Listed records ->
----------

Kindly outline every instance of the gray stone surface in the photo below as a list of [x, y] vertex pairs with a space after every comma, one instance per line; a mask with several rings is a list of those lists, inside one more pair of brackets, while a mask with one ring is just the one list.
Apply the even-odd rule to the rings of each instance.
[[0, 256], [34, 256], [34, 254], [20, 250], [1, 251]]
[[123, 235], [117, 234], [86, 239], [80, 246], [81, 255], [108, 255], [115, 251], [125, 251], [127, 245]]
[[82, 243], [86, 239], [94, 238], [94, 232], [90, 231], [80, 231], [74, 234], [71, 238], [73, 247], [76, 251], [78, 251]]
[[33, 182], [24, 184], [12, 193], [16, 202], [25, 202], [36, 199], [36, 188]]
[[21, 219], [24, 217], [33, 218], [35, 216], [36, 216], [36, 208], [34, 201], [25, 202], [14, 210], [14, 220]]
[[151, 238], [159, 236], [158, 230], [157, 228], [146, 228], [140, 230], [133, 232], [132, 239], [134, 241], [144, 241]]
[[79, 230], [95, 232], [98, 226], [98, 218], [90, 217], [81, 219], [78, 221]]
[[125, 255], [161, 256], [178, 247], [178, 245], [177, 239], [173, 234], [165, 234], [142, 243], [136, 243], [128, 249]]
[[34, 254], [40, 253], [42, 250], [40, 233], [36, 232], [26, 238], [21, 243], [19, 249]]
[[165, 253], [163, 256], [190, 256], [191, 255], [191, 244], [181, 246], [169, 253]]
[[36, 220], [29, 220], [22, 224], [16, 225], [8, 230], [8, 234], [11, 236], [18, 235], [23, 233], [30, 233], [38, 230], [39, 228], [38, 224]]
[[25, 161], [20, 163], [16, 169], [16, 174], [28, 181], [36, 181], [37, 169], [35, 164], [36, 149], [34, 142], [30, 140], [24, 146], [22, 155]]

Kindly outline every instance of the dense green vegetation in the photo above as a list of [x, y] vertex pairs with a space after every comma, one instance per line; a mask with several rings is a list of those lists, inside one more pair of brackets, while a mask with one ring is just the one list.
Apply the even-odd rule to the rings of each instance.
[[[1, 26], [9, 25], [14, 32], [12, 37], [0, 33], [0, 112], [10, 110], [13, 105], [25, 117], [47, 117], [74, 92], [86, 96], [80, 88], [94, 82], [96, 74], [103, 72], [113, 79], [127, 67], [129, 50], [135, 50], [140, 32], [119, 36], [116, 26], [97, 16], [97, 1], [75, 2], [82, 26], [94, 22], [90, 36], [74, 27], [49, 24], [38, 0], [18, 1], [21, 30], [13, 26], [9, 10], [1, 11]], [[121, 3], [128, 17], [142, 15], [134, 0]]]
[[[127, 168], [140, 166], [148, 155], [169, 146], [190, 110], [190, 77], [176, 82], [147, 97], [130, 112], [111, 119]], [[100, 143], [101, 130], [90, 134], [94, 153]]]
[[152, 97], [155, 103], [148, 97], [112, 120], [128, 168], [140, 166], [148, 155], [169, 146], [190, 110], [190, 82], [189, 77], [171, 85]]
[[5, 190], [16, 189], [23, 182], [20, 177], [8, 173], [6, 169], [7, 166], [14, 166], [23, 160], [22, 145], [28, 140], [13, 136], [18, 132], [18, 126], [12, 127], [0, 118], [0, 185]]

----------

Rewrite all of the records above, changing every occurrence of "vertex pairs" to "coordinate pairs" and leaving everything else unchanged.

Kindly outline every instance of the gray stone surface in the photo below as a list of [x, y] coordinate pairs with a space after every comma, one instance per line; a mask with several rings is a list of those lists, inside one more pair of brackets, while a mask with one ring is just the one list.
Apply the even-odd rule to the rings of each instance.
[[0, 256], [34, 256], [34, 254], [20, 250], [1, 251]]
[[123, 235], [117, 234], [86, 239], [80, 246], [81, 255], [108, 255], [115, 251], [125, 251], [127, 245]]
[[82, 243], [86, 239], [94, 238], [94, 232], [90, 231], [80, 231], [74, 234], [71, 238], [73, 247], [76, 251], [78, 251]]
[[33, 182], [24, 184], [12, 193], [16, 202], [25, 202], [36, 199], [36, 188]]
[[21, 219], [24, 217], [33, 218], [35, 216], [36, 216], [36, 208], [34, 201], [25, 202], [14, 210], [14, 220]]
[[151, 238], [159, 236], [158, 230], [157, 228], [146, 228], [140, 230], [133, 232], [132, 239], [134, 241], [144, 241]]
[[79, 230], [95, 232], [98, 226], [98, 218], [90, 217], [81, 219], [78, 221]]
[[125, 255], [161, 256], [178, 247], [178, 245], [177, 239], [173, 234], [165, 234], [142, 243], [136, 243], [128, 249]]
[[34, 254], [40, 253], [42, 250], [40, 233], [36, 232], [26, 238], [21, 243], [19, 249]]
[[165, 253], [163, 256], [190, 256], [191, 255], [191, 244], [181, 246], [169, 253]]
[[36, 220], [29, 220], [22, 224], [16, 225], [8, 230], [8, 234], [11, 236], [18, 235], [23, 233], [30, 233], [38, 230], [39, 228], [38, 224]]
[[25, 161], [20, 163], [16, 169], [16, 174], [28, 181], [36, 181], [37, 169], [35, 164], [36, 149], [34, 142], [30, 140], [24, 146], [22, 155]]

Kindly outline every instance of the dense green vegetation in the photo above as a list of [x, y] coordinate pairs with a space after every comma, one instance per line; a mask with several rings is a list of those lists, inside one more pair of brackets, while a mask with one ring is just the one list.
Apply the even-odd rule to the rings of each instance.
[[[1, 26], [9, 25], [14, 32], [12, 37], [0, 33], [0, 112], [10, 110], [13, 105], [25, 117], [47, 117], [74, 92], [86, 96], [80, 88], [94, 82], [96, 74], [103, 72], [113, 79], [127, 67], [129, 50], [135, 50], [140, 32], [119, 36], [116, 26], [97, 16], [97, 1], [75, 2], [82, 26], [94, 22], [90, 36], [74, 27], [49, 24], [38, 0], [18, 1], [21, 30], [13, 26], [9, 10], [1, 11]], [[121, 3], [128, 17], [142, 15], [134, 0]]]
[[[127, 168], [140, 166], [148, 155], [169, 146], [190, 110], [190, 77], [176, 82], [147, 97], [130, 112], [111, 119]], [[100, 143], [101, 130], [90, 134], [94, 153]]]
[[152, 97], [155, 103], [148, 97], [112, 120], [128, 168], [140, 166], [148, 155], [169, 146], [190, 110], [190, 82], [189, 77], [171, 85]]
[[5, 190], [16, 189], [23, 182], [20, 177], [8, 173], [6, 169], [7, 166], [14, 166], [23, 160], [22, 145], [28, 140], [13, 136], [18, 132], [18, 126], [12, 127], [0, 118], [0, 185]]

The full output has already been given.